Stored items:

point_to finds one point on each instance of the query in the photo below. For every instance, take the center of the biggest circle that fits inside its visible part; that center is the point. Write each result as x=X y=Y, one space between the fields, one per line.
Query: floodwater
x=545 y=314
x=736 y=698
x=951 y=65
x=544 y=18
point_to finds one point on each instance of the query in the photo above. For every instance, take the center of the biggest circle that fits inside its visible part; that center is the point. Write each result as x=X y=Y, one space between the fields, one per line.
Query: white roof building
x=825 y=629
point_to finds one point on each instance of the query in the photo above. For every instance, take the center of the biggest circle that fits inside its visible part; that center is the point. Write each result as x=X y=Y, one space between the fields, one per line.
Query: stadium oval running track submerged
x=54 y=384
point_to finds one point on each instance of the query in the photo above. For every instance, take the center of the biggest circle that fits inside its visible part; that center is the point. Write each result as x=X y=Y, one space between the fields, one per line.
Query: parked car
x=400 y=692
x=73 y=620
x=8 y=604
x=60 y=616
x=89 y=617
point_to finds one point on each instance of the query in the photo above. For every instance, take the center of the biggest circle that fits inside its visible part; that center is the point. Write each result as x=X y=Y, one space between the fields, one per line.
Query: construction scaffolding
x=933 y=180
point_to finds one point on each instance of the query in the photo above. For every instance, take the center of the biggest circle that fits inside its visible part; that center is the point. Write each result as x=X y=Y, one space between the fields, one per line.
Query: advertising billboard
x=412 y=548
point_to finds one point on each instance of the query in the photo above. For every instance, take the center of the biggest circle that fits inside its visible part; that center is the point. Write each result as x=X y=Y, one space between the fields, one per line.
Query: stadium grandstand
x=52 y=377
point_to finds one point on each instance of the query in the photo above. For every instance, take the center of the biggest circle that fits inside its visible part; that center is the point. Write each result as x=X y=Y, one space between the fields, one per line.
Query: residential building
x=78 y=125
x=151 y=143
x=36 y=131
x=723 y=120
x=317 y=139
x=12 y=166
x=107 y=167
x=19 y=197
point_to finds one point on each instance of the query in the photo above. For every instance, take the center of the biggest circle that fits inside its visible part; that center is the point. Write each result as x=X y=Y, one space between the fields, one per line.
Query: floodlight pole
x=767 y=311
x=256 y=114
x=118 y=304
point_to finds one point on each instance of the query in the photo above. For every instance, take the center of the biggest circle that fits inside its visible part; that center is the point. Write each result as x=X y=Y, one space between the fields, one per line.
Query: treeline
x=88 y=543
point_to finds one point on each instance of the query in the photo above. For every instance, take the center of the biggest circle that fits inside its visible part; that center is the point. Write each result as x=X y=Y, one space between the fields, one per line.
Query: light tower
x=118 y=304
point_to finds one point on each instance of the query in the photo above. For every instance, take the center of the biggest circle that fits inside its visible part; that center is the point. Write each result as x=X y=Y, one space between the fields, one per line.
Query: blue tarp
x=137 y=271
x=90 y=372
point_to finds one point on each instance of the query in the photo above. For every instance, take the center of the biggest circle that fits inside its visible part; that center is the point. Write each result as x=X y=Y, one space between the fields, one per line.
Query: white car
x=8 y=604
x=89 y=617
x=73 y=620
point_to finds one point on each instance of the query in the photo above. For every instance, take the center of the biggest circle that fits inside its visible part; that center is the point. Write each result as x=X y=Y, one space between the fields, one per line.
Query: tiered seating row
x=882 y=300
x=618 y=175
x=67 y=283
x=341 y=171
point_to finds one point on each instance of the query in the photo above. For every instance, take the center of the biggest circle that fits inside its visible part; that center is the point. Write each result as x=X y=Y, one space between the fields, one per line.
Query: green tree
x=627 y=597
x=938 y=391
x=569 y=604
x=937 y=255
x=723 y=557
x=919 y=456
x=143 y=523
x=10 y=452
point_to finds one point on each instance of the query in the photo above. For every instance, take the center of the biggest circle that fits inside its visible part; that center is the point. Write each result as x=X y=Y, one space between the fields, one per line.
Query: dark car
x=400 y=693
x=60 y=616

● **TO DO**: All entries must be printed exactly, with nothing omitted.

● **THE ANSWER**:
point_to finds one point on each instance of the query in the photo below. For every instance, take the center of the biggest circle that fits inside its visible part; that center is the point. Write each result as x=X y=Y, one space between the fields, one per line.
Query: floodwater
x=545 y=314
x=736 y=698
x=951 y=65
x=544 y=18
point_to finds one point on each instance of the query in the photo above. For every instance, take the center of the biggest circle that fits inside its visible part; that center is the point. Write each result as x=X y=Y, one space between the fields, one per line.
Query: white roof building
x=825 y=629
point_to finds one point on each instance of the query in the photo above. For every instance, take the center of the biggest circle that fits inside its visible part; that center is the point. Write each result as x=X y=Y, one space between the fields, one per line.
Query: stadium oval running track submerged
x=54 y=384
point_to finds one point on each instance of the query in the photo above. For every instance, take the center of the biggest circle that fits inside its visible part; that center is the point. Write each result as x=X y=Y, one space between the fields, one per line.
Query: parked car
x=400 y=692
x=73 y=620
x=8 y=604
x=60 y=616
x=89 y=617
point_to finds one point on each instance of the query in the photo above. For every instance, take the center of the biggest circle that fits inside its visible part; that center is the point. Write each result as x=X y=Y, one space between the fields, one per line.
Query: construction scaffolding
x=933 y=180
point_to finds one point on each instance of the query in the photo above. For every instance, take the center of the biggest circle that fits inside its visible part; that center is the point. Write each result as x=X y=Y, one space between the fields, one per line.
Query: advertising billboard
x=412 y=548
point_to finds one point on each instance of the query in the photo above. For every instance, take the center of the biggest circle that fits inside its visible part; that center is the point. Write each result as x=X y=Y, one space between the fields, one per line.
Query: stadium grandstand
x=52 y=377
point_to finds one point on each instance of the query in the photo above. For every instance, take the center of the biggest circle that fits inside its visible part; that center is the point. Write each result as x=X y=Y, one space between the fields, one per line.
Query: residential building
x=78 y=125
x=151 y=143
x=36 y=131
x=723 y=120
x=317 y=139
x=12 y=166
x=107 y=167
x=19 y=197
point_to finds one point on each instance of the query in the photo above. For every instance, take the center of the biggest circle that fits inside its visible part; that center is the point. Write each result as x=X y=Y, one space between the fields, one per line.
Query: floodlight pole
x=767 y=311
x=256 y=114
x=118 y=304
point_to finds one point on each instance of the query in the photo above. For every instance, take the center of the biggest circle that fits inside its visible part; that center is the point. Write each result as x=X y=Y, one space between the fields, one per line.
Query: treeline
x=88 y=543
point_to finds one point on each instance of the query in the photo above. For every instance, take the center of the biggest circle that fits inside its visible part; that center is the point. Write each result as x=X y=Y, one space between the fields, one per line.
Query: light tower
x=118 y=304
point_to finds one point on each instance of the query in the photo above. For every instance, take the center of the biggest circle that fits inside its visible part; that center is the point. Write each result as x=X y=Y, one space between the fields, one per line.
Query: blue tarp
x=137 y=271
x=90 y=372
point_to finds one point on each instance of the query in the photo above. For every instance, take the center of the biggest circle that fits inside its visible part; that center is the point. Write each result as x=X y=Y, one space between the fields, one per line.
Query: white car
x=8 y=604
x=89 y=617
x=73 y=620
point_to finds one point on each instance of the query in the photo above. For every instance, take the center of the biggest circle that fits inside its visible part; that center is the point. Write each result as x=X y=Y, one space between the fields, one per line.
Query: tiered seating row
x=882 y=300
x=618 y=175
x=67 y=283
x=341 y=171
point_to finds one point on each instance of the query in the photo above. For every instance, take the center of the biggest circle that fits inside its visible part; that center is the point. Write each result as x=X y=Y, one space between the fields, one per line.
Query: green tree
x=627 y=597
x=938 y=391
x=569 y=604
x=937 y=255
x=723 y=557
x=919 y=456
x=143 y=523
x=10 y=452
point_to finds one point on each instance of the query in the photo above. For every instance, take the center of the biggest circle that fits inside its visible part; that center is the point. Write each result as x=X y=Y, one space between the fields, one per line.
Query: dark car
x=400 y=693
x=60 y=616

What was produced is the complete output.